- [Vorliegender Text]

********

Ist für mich ein Ko Kriterium.
Bin ich kein Freund von.
Nicht das ich meinen Knotenkünsten nicht vertraue würde.


----------



## Roach05 (24. Februar 2017)

*AW: Angeln mit der Bolo Rute*

Warum ist das für dich ein Ko Kriterium? Gerade am Anfang werde ich sehr viel mit den unterschiedlichen Posenformen und Tragkräften rumprobieren müssen, da sind fertige Montagen doch eigentlich optimal. Schlaufe in Schlaufe und bei 2 Metern Montagenlänge, ohne großen Aufwand auswechselbar.

Gesendet von meinem SM-G925F mit Tapatalk


----------



## feederbrassen (24. Februar 2017)

*AW: Angeln mit der Bolo Rute*

DU machst ja nichts verkehrt damit.

********

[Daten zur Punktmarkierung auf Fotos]
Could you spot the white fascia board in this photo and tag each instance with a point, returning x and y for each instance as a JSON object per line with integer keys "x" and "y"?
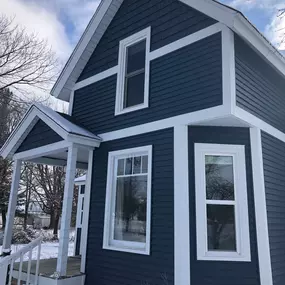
{"x": 249, "y": 33}
{"x": 185, "y": 119}
{"x": 42, "y": 151}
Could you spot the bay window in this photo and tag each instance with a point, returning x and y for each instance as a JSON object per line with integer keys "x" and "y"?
{"x": 221, "y": 203}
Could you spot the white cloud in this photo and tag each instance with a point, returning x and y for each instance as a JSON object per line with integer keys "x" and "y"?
{"x": 275, "y": 28}
{"x": 60, "y": 22}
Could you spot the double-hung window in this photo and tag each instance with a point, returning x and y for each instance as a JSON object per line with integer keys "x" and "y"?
{"x": 133, "y": 73}
{"x": 221, "y": 203}
{"x": 128, "y": 200}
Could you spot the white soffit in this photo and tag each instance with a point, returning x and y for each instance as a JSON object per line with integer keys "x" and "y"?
{"x": 106, "y": 11}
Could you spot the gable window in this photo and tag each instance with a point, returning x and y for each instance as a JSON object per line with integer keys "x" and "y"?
{"x": 128, "y": 200}
{"x": 133, "y": 74}
{"x": 221, "y": 203}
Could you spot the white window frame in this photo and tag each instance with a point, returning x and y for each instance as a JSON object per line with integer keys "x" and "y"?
{"x": 124, "y": 44}
{"x": 241, "y": 203}
{"x": 108, "y": 242}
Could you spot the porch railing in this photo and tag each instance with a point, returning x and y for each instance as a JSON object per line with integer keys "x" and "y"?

********

- [Aufgabe]
Fasse den Text über das Angeln mit der Bolo-Rute in zwei Sätzen zusammen. Die Datensätze stammen aus einer anderen Quelle.

- [Lösung]
Roach05 fragt nach, warum etwas ein Ko-Kriterium sein soll, und hält fertige Montagen am Anfang für optimal, weil man viel mit verschiedenen Posenformen und Tragkräften herumprobieren muss und sie sich bei 2 Metern Länge per Schlaufe in Schlaufe ohne großen Aufwand auswechseln lassen. Darauf schreibt feederbrassen, dass man damit nichts verkehrt macht.